» Written instruction:
In the material below, output the stretch from the line containing "Task: find the agave-like" through the line containing "point(376, 52)", both included, as a JSON list of strings with one string per line and blank lines omitted.

─── Listed records

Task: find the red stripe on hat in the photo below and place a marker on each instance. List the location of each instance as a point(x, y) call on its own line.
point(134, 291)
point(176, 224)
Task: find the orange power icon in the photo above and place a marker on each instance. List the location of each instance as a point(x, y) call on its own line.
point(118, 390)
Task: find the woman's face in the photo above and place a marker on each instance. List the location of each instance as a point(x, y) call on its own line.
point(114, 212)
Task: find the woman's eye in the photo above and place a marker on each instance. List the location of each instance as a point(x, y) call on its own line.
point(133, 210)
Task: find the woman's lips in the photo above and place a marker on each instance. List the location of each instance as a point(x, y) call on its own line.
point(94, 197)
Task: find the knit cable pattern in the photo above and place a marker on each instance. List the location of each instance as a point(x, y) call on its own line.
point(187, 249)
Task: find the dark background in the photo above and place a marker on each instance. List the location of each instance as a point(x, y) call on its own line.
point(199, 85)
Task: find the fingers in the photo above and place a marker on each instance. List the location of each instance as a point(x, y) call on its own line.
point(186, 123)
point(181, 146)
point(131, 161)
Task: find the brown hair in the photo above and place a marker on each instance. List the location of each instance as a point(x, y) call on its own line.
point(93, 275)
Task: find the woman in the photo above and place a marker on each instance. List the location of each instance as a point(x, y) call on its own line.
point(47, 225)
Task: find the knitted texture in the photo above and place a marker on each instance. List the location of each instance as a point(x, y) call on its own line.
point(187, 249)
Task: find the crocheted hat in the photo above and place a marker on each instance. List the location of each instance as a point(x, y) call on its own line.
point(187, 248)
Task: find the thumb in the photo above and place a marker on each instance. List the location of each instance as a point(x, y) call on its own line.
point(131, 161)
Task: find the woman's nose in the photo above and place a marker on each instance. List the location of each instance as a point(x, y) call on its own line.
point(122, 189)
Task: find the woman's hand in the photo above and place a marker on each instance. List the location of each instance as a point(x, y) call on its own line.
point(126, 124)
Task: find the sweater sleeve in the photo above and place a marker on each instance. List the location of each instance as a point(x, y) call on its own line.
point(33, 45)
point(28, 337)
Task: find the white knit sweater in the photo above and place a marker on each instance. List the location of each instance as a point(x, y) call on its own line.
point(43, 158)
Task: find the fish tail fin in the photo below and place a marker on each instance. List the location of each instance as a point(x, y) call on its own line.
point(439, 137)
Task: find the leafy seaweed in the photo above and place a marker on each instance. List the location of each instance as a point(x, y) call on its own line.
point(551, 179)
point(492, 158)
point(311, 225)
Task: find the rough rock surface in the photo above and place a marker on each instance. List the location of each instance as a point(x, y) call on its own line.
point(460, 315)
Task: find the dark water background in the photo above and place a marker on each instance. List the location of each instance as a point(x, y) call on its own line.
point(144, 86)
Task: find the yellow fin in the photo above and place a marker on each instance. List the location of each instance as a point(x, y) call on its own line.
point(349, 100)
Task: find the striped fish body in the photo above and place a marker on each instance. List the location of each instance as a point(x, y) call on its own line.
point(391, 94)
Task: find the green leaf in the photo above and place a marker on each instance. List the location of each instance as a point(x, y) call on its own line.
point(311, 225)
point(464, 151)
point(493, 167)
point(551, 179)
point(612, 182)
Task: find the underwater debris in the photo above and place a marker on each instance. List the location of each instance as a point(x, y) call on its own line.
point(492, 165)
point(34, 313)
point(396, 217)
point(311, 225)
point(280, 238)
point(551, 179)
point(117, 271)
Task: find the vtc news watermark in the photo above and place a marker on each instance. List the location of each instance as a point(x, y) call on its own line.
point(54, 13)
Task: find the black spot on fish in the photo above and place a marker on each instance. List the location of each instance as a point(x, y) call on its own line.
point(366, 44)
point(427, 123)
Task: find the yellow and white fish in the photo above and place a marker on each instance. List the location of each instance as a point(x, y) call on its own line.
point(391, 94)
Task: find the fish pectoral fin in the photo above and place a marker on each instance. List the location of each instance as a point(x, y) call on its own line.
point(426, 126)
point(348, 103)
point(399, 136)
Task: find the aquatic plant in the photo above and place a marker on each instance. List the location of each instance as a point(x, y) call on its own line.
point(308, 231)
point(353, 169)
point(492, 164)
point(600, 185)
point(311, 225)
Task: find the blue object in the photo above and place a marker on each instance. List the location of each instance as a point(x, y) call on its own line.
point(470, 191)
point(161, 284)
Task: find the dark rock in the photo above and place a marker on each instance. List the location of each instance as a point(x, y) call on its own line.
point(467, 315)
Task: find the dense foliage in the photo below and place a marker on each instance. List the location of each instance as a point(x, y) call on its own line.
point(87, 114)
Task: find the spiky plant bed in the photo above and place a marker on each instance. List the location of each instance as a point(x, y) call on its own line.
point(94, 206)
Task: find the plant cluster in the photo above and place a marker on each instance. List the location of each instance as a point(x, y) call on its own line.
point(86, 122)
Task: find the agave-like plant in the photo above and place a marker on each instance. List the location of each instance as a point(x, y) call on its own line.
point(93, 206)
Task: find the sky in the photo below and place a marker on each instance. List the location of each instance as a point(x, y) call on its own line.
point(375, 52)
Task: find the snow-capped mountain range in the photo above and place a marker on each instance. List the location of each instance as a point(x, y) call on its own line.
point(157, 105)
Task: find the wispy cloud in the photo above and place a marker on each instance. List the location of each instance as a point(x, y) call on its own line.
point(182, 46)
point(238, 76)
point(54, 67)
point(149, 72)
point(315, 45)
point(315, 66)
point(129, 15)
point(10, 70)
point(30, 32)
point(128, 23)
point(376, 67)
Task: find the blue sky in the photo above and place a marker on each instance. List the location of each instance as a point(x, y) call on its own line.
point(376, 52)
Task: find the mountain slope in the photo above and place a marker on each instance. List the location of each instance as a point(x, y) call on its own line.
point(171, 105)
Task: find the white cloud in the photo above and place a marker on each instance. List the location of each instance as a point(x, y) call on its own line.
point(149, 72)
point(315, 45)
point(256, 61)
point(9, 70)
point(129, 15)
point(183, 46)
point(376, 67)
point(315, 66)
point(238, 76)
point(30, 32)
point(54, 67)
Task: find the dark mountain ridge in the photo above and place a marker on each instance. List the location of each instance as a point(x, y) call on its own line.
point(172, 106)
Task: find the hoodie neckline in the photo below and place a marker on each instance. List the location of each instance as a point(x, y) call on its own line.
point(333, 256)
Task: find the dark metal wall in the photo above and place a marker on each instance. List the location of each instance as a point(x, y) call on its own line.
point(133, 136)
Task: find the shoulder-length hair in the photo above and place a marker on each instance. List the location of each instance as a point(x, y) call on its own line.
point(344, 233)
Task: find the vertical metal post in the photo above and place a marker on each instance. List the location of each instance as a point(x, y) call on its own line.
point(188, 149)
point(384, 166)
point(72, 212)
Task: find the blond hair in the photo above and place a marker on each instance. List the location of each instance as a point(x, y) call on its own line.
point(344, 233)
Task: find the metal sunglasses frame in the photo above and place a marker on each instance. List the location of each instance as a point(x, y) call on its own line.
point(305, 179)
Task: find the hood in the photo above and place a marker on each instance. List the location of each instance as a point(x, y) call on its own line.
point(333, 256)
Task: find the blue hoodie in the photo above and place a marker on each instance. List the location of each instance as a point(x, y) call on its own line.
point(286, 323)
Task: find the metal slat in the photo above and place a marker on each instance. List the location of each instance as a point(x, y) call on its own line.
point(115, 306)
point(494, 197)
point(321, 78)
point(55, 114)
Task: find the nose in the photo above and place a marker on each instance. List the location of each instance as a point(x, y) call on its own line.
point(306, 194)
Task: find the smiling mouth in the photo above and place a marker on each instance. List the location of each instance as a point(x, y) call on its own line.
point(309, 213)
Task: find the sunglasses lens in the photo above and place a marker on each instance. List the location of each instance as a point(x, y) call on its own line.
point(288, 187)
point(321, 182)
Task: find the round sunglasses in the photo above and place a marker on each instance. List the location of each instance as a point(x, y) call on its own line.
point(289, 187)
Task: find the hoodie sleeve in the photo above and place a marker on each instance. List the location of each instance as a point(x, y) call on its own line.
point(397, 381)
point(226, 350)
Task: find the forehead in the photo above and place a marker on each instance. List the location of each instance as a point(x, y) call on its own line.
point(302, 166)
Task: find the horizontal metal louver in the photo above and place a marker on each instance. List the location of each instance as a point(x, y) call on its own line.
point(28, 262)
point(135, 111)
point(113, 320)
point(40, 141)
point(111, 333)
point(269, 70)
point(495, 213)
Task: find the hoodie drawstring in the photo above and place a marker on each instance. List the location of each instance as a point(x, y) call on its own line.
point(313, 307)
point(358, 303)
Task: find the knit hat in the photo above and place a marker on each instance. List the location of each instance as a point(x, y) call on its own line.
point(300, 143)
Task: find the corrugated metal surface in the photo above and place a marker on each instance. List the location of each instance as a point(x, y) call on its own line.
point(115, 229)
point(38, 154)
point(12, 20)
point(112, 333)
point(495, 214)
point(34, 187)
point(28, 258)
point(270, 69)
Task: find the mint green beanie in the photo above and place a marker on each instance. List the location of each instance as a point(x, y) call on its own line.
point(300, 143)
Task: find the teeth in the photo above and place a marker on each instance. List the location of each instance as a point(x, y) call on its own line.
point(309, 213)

──────

» Solution for this task:
[
  "Task: find the agave-like plant in the photo above and place a marker on each instance. List the location of each instance as a point(x, y) call on its own line.",
  "point(93, 206)",
  "Task: find the sky in the photo below and place a marker on each instance. List the location of each instance as a point(x, y) call on its own line.",
  "point(375, 52)",
  "Task: find the snow-capped mountain range in the photo above and place a marker on each instance. List the location of each instance as a point(x, y) call on its own line.",
  "point(157, 105)",
  "Task: find the wispy cloud in the photo above and place a marker on each instance. List the location of each instance as a point(x, y) call on its own line.",
  "point(182, 46)",
  "point(238, 76)",
  "point(54, 67)",
  "point(149, 72)",
  "point(315, 45)",
  "point(315, 66)",
  "point(129, 15)",
  "point(10, 70)",
  "point(30, 32)",
  "point(128, 23)",
  "point(376, 67)",
  "Task: find the blue sky in the photo above and place a marker on each instance. List the location of each instance as a point(x, y) call on its own line.",
  "point(376, 52)"
]